Die Einrichtungen mussten ihre Vorlesungen und Seminare absagen, Bibliotheken wurden geschlossen, die Mitarbeiter weitgehend ins Homeoffice geschickt. Es war der Shutdown für die akademische Welt. Die Antwort vieler Hochschulen auf die Krise ist das Internet. Seit Jahren wird über Sinn und Unsinn des Ausbaus von virtuellen Kursen an den Einrichtungen diskutiert. In diesen Tagen geht manches plötzlich sehr schnell.

Mit der Microsoft-Plattform Teams in den virtuellen Hörsaal

Das Semester an der privaten Macromedia-Hochschule sollte eigentlich am 16. März beginnen. Da war aber schon absehbar, dass die Lehrpläne wegen Corona aus den Fugen geraten würden. „Wir hatten eine Woche Zeit, um das Ruder herumzureißen“, sagt Professor Oliver Lohmar (43), der an der Kölner Hochschule Studiendekan ist, Management-Themen unterrichtet und Mitglied der Macromedia-Taskforce ist, die an sieben Standorten der Hochschule in Deutschland Veranstaltungen ins Netz verlagert hat. Bundesweit wurden 4000 Studenten, davon 800 in Köln, über die Microsoft-Plattform Teams in den virtuellen Hörsaal geholt. 270 Lehrveranstaltungen werden nun über das Netz in die Wohnzimmer der Studenten live übertragen.

+ + + + +

Aufgabe:
Schreibe den Abschnitt des Auszugs über die Hochschulen im Shutdown von „Die Einrichtungen mussten“ bis „plötzlich sehr schnell.“ erneut ab und ersetze dabei „Bibliotheken“ durch „Archive“. Stütze dich bei der Bearbeitung ausschließlich auf den Auszug.

+ + + + +

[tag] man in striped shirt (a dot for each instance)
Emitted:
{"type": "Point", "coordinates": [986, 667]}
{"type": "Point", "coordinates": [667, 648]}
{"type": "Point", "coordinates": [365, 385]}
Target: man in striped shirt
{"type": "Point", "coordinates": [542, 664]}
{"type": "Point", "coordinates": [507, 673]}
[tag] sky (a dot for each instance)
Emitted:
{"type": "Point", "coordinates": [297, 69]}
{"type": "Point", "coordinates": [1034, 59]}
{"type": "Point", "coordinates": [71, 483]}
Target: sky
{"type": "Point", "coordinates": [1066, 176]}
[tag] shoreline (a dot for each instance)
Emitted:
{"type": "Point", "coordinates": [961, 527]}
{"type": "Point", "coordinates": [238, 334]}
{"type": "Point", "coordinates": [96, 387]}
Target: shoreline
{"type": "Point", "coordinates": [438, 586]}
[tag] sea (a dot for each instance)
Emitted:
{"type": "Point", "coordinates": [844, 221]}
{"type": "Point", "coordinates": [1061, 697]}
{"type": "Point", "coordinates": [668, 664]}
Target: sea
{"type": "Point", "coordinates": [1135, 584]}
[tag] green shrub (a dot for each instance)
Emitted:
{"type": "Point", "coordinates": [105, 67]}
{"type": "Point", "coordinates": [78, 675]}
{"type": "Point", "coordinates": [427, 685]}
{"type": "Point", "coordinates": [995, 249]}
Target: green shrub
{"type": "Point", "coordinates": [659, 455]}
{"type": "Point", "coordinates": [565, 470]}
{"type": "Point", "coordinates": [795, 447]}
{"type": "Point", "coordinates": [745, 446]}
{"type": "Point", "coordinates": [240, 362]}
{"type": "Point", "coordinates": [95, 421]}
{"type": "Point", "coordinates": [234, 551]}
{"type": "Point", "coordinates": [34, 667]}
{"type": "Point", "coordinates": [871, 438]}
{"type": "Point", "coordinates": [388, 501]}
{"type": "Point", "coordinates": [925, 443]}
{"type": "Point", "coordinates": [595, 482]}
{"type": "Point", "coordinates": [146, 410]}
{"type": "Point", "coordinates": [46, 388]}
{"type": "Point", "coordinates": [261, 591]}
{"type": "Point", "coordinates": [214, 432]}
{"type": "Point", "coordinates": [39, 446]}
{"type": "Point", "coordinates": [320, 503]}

+ + + + +

Lösung:
Die Einrichtungen mussten ihre Vorlesungen und Seminare absagen, Archive wurden geschlossen, die Mitarbeiter weitgehend ins Homeoffice geschickt. Es war der Shutdown für die akademische Welt. Die Antwort vieler Hochschulen auf die Krise ist das Internet. Seit Jahren wird über Sinn und Unsinn des Ausbaus von virtuellen Kursen an den Einrichtungen diskutiert. In diesen Tagen geht manches plötzlich sehr schnell.